(Beginning of Material supplied)
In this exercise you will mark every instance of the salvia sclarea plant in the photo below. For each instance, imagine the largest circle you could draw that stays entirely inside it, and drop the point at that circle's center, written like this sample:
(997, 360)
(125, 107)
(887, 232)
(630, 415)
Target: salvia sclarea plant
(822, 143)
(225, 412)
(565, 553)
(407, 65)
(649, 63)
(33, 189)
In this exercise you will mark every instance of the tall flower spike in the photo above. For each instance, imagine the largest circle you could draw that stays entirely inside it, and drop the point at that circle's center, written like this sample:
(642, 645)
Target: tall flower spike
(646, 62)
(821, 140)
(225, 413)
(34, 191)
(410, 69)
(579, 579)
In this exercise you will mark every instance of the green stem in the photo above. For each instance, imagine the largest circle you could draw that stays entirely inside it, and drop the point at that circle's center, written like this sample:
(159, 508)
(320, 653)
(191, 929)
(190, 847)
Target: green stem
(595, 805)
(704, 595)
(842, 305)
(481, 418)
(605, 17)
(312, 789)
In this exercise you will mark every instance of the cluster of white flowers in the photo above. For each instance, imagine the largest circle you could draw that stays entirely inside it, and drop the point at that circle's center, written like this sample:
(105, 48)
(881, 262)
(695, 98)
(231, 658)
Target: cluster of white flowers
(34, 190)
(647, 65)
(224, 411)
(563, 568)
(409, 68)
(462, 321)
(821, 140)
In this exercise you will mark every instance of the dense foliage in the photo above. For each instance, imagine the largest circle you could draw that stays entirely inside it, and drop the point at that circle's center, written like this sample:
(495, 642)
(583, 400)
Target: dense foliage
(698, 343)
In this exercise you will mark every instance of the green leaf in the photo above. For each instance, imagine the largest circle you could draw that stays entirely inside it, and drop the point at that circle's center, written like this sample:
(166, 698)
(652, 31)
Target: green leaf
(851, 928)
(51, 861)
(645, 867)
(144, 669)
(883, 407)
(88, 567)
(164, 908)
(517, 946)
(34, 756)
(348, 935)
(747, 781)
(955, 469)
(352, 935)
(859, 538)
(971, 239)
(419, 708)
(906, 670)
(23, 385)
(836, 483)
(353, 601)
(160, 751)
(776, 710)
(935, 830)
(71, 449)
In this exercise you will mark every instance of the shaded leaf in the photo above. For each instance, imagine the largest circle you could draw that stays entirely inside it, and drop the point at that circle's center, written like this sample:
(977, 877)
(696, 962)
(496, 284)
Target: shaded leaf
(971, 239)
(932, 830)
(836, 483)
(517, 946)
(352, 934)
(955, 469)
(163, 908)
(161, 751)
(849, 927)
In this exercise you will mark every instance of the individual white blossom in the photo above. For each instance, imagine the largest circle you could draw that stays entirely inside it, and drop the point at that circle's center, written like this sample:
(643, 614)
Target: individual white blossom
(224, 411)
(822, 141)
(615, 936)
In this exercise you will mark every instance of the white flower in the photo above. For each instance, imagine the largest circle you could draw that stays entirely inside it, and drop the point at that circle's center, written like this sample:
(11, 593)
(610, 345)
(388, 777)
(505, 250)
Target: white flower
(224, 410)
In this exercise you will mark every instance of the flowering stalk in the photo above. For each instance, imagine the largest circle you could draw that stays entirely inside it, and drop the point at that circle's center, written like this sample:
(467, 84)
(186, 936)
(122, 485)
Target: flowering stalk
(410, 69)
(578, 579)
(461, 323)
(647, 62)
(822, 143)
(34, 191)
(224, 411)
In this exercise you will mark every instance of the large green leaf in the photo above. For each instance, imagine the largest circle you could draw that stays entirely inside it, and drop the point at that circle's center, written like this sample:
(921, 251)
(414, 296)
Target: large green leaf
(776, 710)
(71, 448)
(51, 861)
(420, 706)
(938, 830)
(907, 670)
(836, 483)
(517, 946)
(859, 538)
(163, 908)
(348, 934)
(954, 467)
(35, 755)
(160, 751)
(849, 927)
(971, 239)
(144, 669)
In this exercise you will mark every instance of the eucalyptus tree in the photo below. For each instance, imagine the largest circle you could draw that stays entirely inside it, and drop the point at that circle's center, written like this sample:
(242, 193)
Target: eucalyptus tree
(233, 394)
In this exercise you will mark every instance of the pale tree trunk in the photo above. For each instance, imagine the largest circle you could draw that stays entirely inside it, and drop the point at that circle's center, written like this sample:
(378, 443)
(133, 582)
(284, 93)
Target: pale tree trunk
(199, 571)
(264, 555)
(End of Material supplied)
**Task details**
Reproduce the records exactly as they appear.

**Finished task**
In this exercise you will mark every instance of the salvia sclarea plant in the photo below. For each instance, imagine the largest circle you could draw that stays entirely inside it, and drop the point at that circle's center, written like this sample:
(997, 360)
(125, 107)
(887, 232)
(630, 415)
Target: salvia sclarea plant
(822, 143)
(225, 412)
(565, 553)
(407, 65)
(649, 63)
(33, 189)
In this exercise you will mark every instance of the tall flower spike in the photo above. For each instance, imagine the largest circle you could draw that stays entirely inside it, and drop the point at that circle's center, written like this sample:
(642, 645)
Target: tall flower spike
(646, 62)
(821, 140)
(225, 413)
(34, 191)
(410, 69)
(579, 579)
In this exercise you will mark every instance of the green stem in the photo above. For each instance, imagine the largest circle you could draw that stays entirely inside it, and drop the point at that circle's center, written like this sample:
(159, 508)
(320, 653)
(191, 929)
(190, 847)
Target: green stem
(595, 805)
(704, 595)
(842, 305)
(481, 418)
(605, 17)
(312, 789)
In this exercise you will mark every instance of the cluster of white flowers in the photo above. For each instance, imagine the largest circle you could draw that stays entirely inside it, and drop the point at that circle's center, written like this sample:
(105, 48)
(881, 262)
(695, 98)
(231, 658)
Target: cluster of white flowers
(34, 190)
(647, 65)
(224, 411)
(563, 568)
(409, 68)
(462, 321)
(821, 140)
In this exercise you will mark every instance of the dense foliage in the photo above. For each instance, imagine the largest circle you could draw that stays entirely inside it, and drop the point at that circle's center, written like this sample:
(495, 642)
(583, 400)
Target: dense foliage
(698, 343)
In this exercise you will mark every instance of the green leaf in the photo above. For each instance, imagine the largest circle you could draw that stays entirely inside it, and drop the point at that circle's center, written like this sample:
(166, 698)
(652, 31)
Target: green leaf
(851, 928)
(51, 861)
(645, 867)
(144, 669)
(883, 407)
(88, 567)
(164, 908)
(517, 946)
(34, 756)
(348, 935)
(747, 781)
(955, 469)
(352, 935)
(859, 538)
(971, 239)
(419, 708)
(906, 670)
(23, 385)
(836, 483)
(353, 601)
(160, 751)
(776, 710)
(935, 830)
(71, 449)
In this exercise you will mark every instance of the shaded leaf in the photo above. For each instance, imagine the largest circle you could draw that stays entirely inside it, and drop the point at that circle's center, written like this sample:
(977, 877)
(696, 962)
(496, 284)
Target: shaded leaf
(971, 239)
(932, 830)
(836, 483)
(517, 946)
(352, 934)
(955, 469)
(163, 908)
(161, 751)
(849, 927)
In this exercise you will mark every instance of the individual white blossom in the photo above. For each instance, imagine the largest circle you could draw that stays entirely inside it, and drop the point at that circle's center, written like this sample:
(643, 614)
Target: individual white blossom
(224, 411)
(822, 141)
(615, 936)
In this exercise you will mark every instance of the white flower in the photo above. For each instance, imagine the largest circle you could draw that stays entirely inside it, and drop the point at that circle's center, written like this sample:
(11, 593)
(610, 345)
(388, 777)
(505, 250)
Target: white flower
(224, 410)
In this exercise you will mark every instance of the flowering stalk in the photo above. For each instance, imagine the largest circle you could draw that stays entirely inside it, and drop the point at that circle's center, written like this sample:
(467, 84)
(186, 936)
(122, 485)
Target: flowering stalk
(410, 69)
(578, 579)
(461, 323)
(647, 62)
(822, 143)
(34, 191)
(224, 411)
In this exercise you will mark every instance of the large green leaf in the photo above. For each instance, imagine the largest circle you could draw that stays entirely inside it, and drop the point at that circle's center, written like this sample:
(921, 251)
(414, 296)
Target: large green leaf
(776, 710)
(71, 448)
(51, 861)
(420, 706)
(938, 830)
(907, 670)
(836, 483)
(517, 946)
(859, 538)
(163, 908)
(348, 934)
(954, 467)
(35, 755)
(160, 751)
(849, 927)
(971, 239)
(144, 669)
In this exercise you will mark every instance of the eucalyptus tree in the photo below. For each instance, imagine the largest circle you could draw that stays entirely inside it, and drop the point at that circle's center, written like this sample:
(242, 193)
Target: eucalyptus tree
(233, 394)
In this exercise you will mark every instance of the pale tree trunk in the photo above. For each instance, imagine the largest circle you could draw that stays entirely inside it, and drop the point at that circle's center, written like this sample:
(378, 443)
(133, 582)
(284, 93)
Target: pale tree trunk
(199, 571)
(264, 555)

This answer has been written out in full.